**WHAT NEEDS TO BE DONE:**
Every line below is to be copied exactly, with the pictures left out.

—————

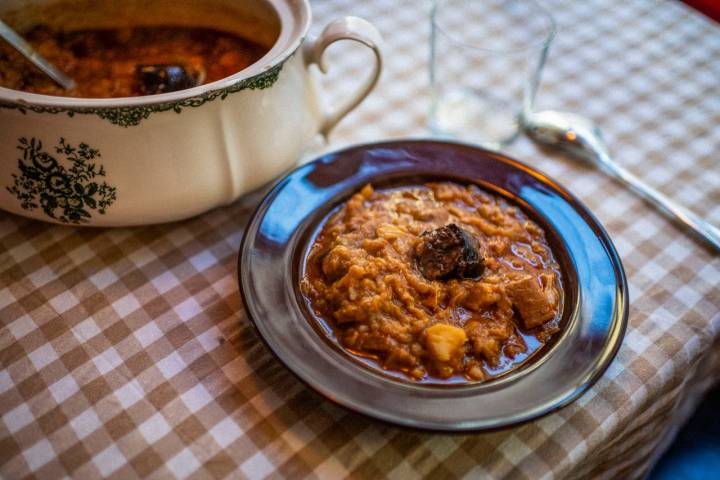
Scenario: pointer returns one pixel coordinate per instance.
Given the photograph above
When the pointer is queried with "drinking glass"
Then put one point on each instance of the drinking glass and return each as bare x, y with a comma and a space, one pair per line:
486, 57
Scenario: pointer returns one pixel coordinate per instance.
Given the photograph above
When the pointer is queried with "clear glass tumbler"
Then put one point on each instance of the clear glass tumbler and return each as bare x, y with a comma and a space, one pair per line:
486, 57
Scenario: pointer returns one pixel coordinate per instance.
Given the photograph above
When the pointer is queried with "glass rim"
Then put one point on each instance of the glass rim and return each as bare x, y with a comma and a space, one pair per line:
533, 45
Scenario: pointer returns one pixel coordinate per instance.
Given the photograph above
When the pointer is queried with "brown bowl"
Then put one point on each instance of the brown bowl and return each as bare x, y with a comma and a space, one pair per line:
278, 237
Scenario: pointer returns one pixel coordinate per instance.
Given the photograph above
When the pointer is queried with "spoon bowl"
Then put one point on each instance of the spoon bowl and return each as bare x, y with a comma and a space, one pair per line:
582, 139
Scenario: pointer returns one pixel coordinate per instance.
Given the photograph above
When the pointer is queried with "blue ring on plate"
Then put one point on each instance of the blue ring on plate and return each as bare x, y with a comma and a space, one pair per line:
278, 234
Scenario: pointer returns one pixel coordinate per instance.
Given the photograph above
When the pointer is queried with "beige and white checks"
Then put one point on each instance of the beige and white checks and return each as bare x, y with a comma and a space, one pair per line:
125, 353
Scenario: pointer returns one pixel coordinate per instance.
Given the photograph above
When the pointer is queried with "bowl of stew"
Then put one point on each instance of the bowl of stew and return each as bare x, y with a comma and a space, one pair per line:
433, 285
177, 108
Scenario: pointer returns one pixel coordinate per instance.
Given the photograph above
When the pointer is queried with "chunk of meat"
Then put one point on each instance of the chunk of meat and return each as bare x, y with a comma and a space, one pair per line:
448, 252
164, 78
535, 302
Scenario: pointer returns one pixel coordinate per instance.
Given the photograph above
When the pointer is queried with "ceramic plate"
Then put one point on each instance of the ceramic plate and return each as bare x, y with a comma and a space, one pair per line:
283, 227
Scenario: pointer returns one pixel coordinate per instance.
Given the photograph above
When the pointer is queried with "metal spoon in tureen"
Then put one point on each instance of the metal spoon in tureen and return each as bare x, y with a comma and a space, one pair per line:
34, 57
582, 139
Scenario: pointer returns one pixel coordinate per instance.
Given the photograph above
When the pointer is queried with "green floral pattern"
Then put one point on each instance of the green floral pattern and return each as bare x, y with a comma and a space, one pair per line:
64, 194
132, 116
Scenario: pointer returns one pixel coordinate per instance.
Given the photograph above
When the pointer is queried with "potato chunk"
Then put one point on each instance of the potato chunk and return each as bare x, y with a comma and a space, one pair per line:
445, 342
535, 303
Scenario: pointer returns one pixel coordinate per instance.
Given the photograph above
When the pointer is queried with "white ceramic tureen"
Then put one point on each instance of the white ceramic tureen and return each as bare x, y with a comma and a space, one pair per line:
158, 158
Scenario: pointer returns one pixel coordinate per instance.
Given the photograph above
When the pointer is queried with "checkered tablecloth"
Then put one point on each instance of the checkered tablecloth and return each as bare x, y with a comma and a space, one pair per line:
126, 352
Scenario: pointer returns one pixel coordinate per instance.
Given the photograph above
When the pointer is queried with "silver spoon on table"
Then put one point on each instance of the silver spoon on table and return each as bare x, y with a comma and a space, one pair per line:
582, 139
33, 56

—————

**SOLUTION TO THE PROBLEM:**
Scenario: pointer returns one pixel coordinate per instance.
Given the photograph above
When the pointer is queried with "drinking glass"
Then put one point on each instance of the drinking glass and return each as bare x, y with a comma and a space, one pair per line:
486, 57
Scenario: pointer returns one pixel coordinate per instance.
Given the photograph above
When the pointer is queried with "clear glass tumbler"
Then put one point on each instance of the clear glass tumbler and return each as bare x, y with a comma and a space, one pair per line:
486, 57
Scenario: pointer returns one pixel coordinate per instance.
Given the photograph above
When the pointer is queried with "glass rim"
Then put one point on each instance of the glass rim and return each as bare x, y with a comma and a space, one pair per line:
533, 45
Scenario: pointer returns one pixel coordinate per instance.
Given the photograph above
When the pointer is queried with "brown bowl"
Then put one point on each instance of the brown bowl and return each as bare x, y with a comma and a space, one pair per line:
278, 237
Scenario: pointer returns one pixel coordinate per instance.
Given the photograph above
When the pointer is queried with "spoon bowl"
Then put one point on each instance of the spoon bowl and return each as bare x, y with a comma and a space, one pair per line:
582, 139
Scenario: pointer returns one pixel coordinate per instance.
Given the photograph above
When the pointer is queried with "blue ring on plate"
Then put one point on each instance of the blue ring on plate and return each as bare x, y with a comma and a space, one pair per line:
278, 234
Scenario: pointer returns one pixel coordinate per instance.
Given the photograph above
When the pointer is queried with "beige and white checks"
Then put one point on each instance of the beige and white checks and return each as bare x, y with a comma and a space, one pair per line:
125, 353
Scenario: pointer returns one pixel coordinate per instance.
Given the photograph above
When the pointer is queried with "bowl of stew"
Then put one point on each instance of the bowl of stew and return each as bare x, y with a comma and a space, one pair per line:
433, 285
177, 108
Scenario: pointer returns one pixel coordinate per instance.
Given the photograph above
When the pointer is queried with "chunk of meat"
Then put one point on each instance of the chunk of meat and return each as bare x, y with a comma and a space, one pair per line:
448, 252
164, 78
535, 302
Scenario: pointer returns one pixel coordinate per instance.
Given the photograph above
When the pointer is queried with "ceramic plate"
Then put one point on each instance of the ceramic plate and return each as bare x, y with a comma and a space, one pair per line:
283, 227
Scenario: pointer returns one pixel coordinate per instance.
Given the photograph above
When the pointer is queried with "metal spoon in tureen"
Then put one point on each instance of the metal spoon in tureen and return each as bare x, y with a comma and a space, one pair per line:
34, 57
582, 139
Scenario: pointer returns one pixel coordinate per instance.
Given the photograph above
When the pointer is queried with "green floral pattern"
Then put one point on each instance of the green floral pattern and return each as bare x, y with a comma and a space, one pair per line:
64, 194
132, 116
Scenario: pointer returns one pixel coordinate per instance.
Given the photograph above
When the pointer is queried with "potato chunk"
Then put one point on each instance of the potato chunk and return each as bare x, y with a comma and a space, one pair per line:
445, 342
535, 303
Scenario: pointer returns one pixel coordinate per instance.
Given the photograph above
When the pointer is queried with "white ceramic tureen"
Then put one point on each instance of the white ceramic tureen and return each as bare x, y with a comma and a space, one pair per line:
158, 158
Scenario: pointer returns one pixel coordinate per instance.
Given the photograph above
When the pointer is queried with "checkered tablecloth"
Then put one point on each instance of the checkered tablecloth and return each as bare x, y with a comma and a space, one pair per line:
126, 352
Scenario: pointer returns one pixel coordinate per instance.
Given the photograph above
When the pointer is queried with "silver spoon on table"
Then put one point on each instance of the silver spoon on table and return each as bare x, y with a comma and a space, one pair per line:
582, 139
33, 56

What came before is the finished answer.